▸ EXERCISE BRIEF: Please render every line of the listing below as a numbered list, skipping blank lines and leaving the pictures out of your answer.

▸ DATASET ENTRIES:

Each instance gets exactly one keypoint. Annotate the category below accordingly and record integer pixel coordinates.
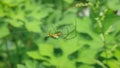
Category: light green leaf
(114, 4)
(4, 31)
(20, 66)
(69, 1)
(33, 26)
(34, 54)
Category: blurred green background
(29, 34)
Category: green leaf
(34, 55)
(20, 66)
(113, 64)
(4, 31)
(114, 4)
(33, 26)
(69, 1)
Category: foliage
(90, 34)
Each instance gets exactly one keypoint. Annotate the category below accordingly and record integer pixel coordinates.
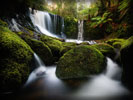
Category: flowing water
(44, 85)
(80, 30)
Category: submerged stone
(80, 62)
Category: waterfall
(62, 29)
(107, 84)
(39, 71)
(80, 30)
(47, 23)
(43, 22)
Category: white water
(104, 85)
(39, 71)
(80, 30)
(43, 22)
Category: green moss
(41, 49)
(67, 46)
(117, 43)
(80, 62)
(54, 44)
(15, 59)
(105, 49)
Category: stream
(43, 84)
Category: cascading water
(80, 30)
(47, 23)
(43, 22)
(104, 85)
(62, 29)
(100, 87)
(39, 71)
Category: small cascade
(62, 29)
(80, 30)
(43, 22)
(48, 23)
(105, 85)
(38, 72)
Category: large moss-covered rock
(127, 62)
(80, 62)
(116, 43)
(41, 49)
(105, 49)
(54, 44)
(15, 60)
(66, 46)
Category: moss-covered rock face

▸ TASK RESPONSE:
1. Each instance gets exactly one keypoint. Annotate the category below accordingly and record integer pixel coordinates.
2. Category: light green leaf
3. (114, 4)
4. (4, 31)
5. (20, 66)
6. (69, 1)
7. (33, 26)
8. (34, 54)
9. Category: blurred green background
10. (29, 34)
11. Category: green leaf
12. (34, 55)
13. (20, 66)
14. (113, 64)
15. (4, 31)
16. (114, 4)
17. (33, 26)
18. (69, 1)
19. Category: foliage
20. (90, 34)
21. Each instance gets exactly one keypoint. Annotate the category below accordingly and record integer pixel coordinates.
22. Category: flowing water
23. (44, 85)
24. (80, 30)
25. Category: submerged stone
26. (80, 62)
27. Category: waterfall
28. (62, 29)
29. (107, 84)
30. (39, 71)
31. (80, 30)
32. (47, 23)
33. (43, 22)
34. Category: white water
35. (104, 85)
36. (39, 71)
37. (80, 30)
38. (43, 22)
39. Category: green moss
40. (41, 49)
41. (67, 46)
42. (117, 43)
43. (80, 62)
44. (54, 44)
45. (15, 59)
46. (105, 49)
47. Category: stream
48. (43, 84)
49. Category: cascading water
50. (80, 30)
51. (47, 23)
52. (43, 22)
53. (104, 85)
54. (62, 29)
55. (100, 87)
56. (39, 71)
57. Category: small cascade
58. (62, 29)
59. (80, 30)
60. (43, 22)
61. (48, 23)
62. (105, 85)
63. (38, 72)
64. Category: large moss-covered rock
65. (127, 62)
66. (80, 62)
67. (116, 43)
68. (41, 49)
69. (105, 49)
70. (54, 44)
71. (15, 60)
72. (66, 46)
73. Category: moss-covered rock face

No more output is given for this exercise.